4.1 从cookie字符串生成cookiejar

def get_cookjar_from_cookie_str(cookie, domain, path='/'):

    cookiejar = cookielib.CookieJar()

    simple_cookie = Cookie.SimpleCookie(cookie)

    # 上述SimpleCookie不能直接使用，因为一个完整的Cookie，还必须包括额外的字段，如:domain、path、expires等。

    # 第二步工作是创建cooklib.Cookie对象，直接将key, value传入cooklib.Cookie类的构造函数即可得到

    # 一系列cookielib.Cookie对象，便可以依次用它们来更新CookieJar了。

    for c in simple_cookie:

        cookie_item = cookielib.Cookie(

            version=0, name=c, value=str(simple_cookie[c].value),

                     port=None, port_specified=None,

                     domain=domain, domain_specified=None, domain_initial_dot=None,

                     path=path, path_specified=None,

                     secure=None,

                     expires=None,

                     discard=None,

                     comment=None,

                     comment_url=None,

                     rest=None,

                     rfc2109=False,

            )

        cookiejar.set_cookie(cookie_item)

    return cookiejar

4.2 解析浏览器cookie文件生成cookiejar (借助sqlite3, win32crypt.CryptUnprotectData)

def parse_browser_cookie_file(browser='chrome', domain=None):

    cookie_file_path_temp = 'cookies_temp'

    if browser == 'chrome':

        # 'C:\\Users\\win7\\AppData\\Local\\Google\\Chrome\\User Data\\Default\\Cookies'

        cookie_file_path = os.path.join(os.environ['LOCALAPPDATA'], r'Google\Chrome\User Data\Default\Cookies')

    elif browser == 'firefox':

        # r'C:\Users\win7\AppData\Roaming\Mozilla\Firefox\Profiles\owmkid1w.default\cookies.sqlite'

        # cookie_file_path = os.path.join(os.environ['APPDATA'], r'Mozilla\Firefox\Profiles\owmkid1w.default\cookies.sqlite')

        firefox_dir_path = os.path.join(os.environ['APPDATA'], r'Mozilla\Firefox\Profiles')

        result = []

        for path in os.listdir(firefox_dir_path):

            path = os.path.join(firefox_dir_path, path, 'cookies.sqlite')

- **所给材料**
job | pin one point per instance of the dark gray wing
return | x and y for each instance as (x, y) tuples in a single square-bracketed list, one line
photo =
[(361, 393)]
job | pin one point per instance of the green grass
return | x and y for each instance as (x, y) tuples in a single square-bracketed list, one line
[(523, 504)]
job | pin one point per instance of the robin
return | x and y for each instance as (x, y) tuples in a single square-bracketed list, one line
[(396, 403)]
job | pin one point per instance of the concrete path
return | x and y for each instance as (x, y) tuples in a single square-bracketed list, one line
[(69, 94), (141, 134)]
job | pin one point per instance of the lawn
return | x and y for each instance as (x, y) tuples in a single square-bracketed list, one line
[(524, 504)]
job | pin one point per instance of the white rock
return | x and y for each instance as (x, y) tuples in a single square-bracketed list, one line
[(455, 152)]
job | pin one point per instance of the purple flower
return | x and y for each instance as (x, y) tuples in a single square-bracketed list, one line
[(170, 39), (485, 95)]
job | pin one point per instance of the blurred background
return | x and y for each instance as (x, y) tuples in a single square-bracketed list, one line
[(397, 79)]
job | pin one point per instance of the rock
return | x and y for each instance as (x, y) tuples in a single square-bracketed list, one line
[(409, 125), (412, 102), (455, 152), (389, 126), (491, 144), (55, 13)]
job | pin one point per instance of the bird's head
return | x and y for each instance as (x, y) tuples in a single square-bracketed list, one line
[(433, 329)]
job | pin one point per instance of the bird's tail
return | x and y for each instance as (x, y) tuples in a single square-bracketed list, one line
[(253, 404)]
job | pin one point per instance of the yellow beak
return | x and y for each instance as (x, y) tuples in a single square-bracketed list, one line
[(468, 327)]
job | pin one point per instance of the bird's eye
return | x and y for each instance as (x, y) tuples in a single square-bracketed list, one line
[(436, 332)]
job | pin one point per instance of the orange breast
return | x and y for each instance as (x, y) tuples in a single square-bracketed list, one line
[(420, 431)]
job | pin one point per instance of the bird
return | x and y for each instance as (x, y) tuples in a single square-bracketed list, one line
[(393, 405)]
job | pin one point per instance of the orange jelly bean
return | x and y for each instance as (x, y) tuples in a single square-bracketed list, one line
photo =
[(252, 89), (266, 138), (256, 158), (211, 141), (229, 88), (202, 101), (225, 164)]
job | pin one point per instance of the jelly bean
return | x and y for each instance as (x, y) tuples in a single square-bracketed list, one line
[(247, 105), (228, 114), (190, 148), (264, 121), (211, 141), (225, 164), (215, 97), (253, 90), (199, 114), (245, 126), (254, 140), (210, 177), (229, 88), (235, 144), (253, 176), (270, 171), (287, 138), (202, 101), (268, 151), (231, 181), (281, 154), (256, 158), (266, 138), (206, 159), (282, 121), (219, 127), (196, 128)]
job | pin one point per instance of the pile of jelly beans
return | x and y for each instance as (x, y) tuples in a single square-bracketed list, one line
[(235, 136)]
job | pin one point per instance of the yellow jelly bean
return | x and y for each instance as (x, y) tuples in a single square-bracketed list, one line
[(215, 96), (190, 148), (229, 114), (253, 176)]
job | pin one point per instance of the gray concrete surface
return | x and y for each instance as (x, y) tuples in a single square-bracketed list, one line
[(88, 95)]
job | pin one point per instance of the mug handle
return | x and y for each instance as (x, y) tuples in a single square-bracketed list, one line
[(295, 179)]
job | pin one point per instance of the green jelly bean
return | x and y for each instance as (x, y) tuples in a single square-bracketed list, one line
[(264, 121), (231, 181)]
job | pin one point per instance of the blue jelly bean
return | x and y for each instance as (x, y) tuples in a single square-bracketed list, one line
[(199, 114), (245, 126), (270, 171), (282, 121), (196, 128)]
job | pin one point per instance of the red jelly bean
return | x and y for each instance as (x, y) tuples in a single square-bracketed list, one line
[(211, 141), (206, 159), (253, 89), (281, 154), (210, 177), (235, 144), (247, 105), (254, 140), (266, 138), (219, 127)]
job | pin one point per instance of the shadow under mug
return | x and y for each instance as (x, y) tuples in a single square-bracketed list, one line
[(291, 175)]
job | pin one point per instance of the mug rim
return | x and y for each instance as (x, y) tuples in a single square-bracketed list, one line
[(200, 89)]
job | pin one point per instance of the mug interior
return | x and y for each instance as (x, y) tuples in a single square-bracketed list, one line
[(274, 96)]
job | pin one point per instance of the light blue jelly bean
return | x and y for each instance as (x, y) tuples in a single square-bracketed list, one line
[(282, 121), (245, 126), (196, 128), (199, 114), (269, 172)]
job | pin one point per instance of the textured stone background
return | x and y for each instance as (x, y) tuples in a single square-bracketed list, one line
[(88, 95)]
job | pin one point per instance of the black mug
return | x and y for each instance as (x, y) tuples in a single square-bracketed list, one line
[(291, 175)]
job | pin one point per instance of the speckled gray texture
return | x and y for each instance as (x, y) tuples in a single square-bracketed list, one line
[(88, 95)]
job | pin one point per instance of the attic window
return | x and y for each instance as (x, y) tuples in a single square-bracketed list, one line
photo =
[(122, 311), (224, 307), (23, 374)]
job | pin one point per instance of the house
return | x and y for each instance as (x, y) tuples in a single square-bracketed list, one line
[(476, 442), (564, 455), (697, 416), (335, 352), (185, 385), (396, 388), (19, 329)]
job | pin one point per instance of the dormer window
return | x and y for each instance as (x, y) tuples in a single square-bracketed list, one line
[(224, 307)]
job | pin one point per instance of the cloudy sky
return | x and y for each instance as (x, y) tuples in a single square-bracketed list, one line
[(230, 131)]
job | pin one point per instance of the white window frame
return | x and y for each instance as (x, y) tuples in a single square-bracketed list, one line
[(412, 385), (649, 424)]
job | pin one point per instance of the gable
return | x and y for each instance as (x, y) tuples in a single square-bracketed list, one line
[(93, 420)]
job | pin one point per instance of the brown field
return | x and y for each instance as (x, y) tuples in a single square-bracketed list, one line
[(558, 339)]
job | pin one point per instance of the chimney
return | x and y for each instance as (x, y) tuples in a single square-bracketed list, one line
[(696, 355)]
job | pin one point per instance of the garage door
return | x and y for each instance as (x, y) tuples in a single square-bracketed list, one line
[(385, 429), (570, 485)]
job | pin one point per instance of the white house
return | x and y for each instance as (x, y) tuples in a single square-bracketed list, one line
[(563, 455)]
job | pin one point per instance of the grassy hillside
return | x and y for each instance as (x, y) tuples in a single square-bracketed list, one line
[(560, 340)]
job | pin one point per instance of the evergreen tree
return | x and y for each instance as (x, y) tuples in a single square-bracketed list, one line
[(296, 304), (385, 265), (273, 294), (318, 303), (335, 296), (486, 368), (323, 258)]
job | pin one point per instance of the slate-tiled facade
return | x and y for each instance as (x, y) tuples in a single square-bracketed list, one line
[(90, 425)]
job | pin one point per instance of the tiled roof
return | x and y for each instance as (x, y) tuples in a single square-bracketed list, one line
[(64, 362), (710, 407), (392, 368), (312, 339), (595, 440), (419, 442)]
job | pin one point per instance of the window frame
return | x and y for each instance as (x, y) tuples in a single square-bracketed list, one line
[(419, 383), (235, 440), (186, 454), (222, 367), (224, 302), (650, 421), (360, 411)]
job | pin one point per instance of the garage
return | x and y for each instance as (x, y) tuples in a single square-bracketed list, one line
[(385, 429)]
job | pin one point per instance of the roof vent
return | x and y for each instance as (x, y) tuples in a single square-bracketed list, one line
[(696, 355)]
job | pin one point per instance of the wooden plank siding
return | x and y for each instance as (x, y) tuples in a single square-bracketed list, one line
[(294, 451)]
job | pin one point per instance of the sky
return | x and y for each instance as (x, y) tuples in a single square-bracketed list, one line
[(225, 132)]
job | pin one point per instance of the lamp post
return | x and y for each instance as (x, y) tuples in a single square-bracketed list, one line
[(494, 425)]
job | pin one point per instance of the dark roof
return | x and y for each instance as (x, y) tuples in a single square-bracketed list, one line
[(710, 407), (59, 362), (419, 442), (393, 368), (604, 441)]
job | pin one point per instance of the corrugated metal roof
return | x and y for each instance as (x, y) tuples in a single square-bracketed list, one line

- **任务目标**
a. 从数据行中提取所有含有“roof”这个词的行。
b. 接着那段讲 cookie 处理的代码，从它停住的地方往下续写。
上面这段讲 cookie 处理的代码与这些数据行彼此没有关联。

- **各题答案**
a.
job | pin one point per instance of the tiled roof
job | pin one point per instance of the roof vent
job | pin one point per instance of the dark roof
job | pin one point per instance of the corrugated metal roof

b.
            if os.path.exists(path):

                result.append(path)

        # 存在几个 xxx.default 文件夹，选择其中文件最大的

        cookie_file_path = sorted(result, key=lambda x: os.stat(x).st_size, reverse=True)[0]        

    if not os.path.exists(cookie_file_path):

        raise Exception('Cookies file not exist!')

    # os.system('copy "%s" D:\\python-chrome-cookies'%cookie_file_path)  #出现空格 不能省略""不能写成 D:/

    # os.system('copy %s %s'%('d:\\123.txt','e:\\123.txt'))

    # sqlite3.OperationalError: database is locked

    shutil.copy(cookie_file_path, cookie_file_path_temp)  #'d:/cookies'

    conn = sqlite3.connect(cookie_file_path_temp)

    c = conn.cursor()

    # 或者右键选择打开方式 SQLiteSpy.exe

    # python sqlite3查看数据库所有表(table)

    # http://www.cnblogs.com/doudongchun/p/3694803.html

        # In [139]: c = conn.cursor()

    # 查看某数据库中所有表

        # In [140]: c.execute("select name from sqlite_master where type='table' order by name")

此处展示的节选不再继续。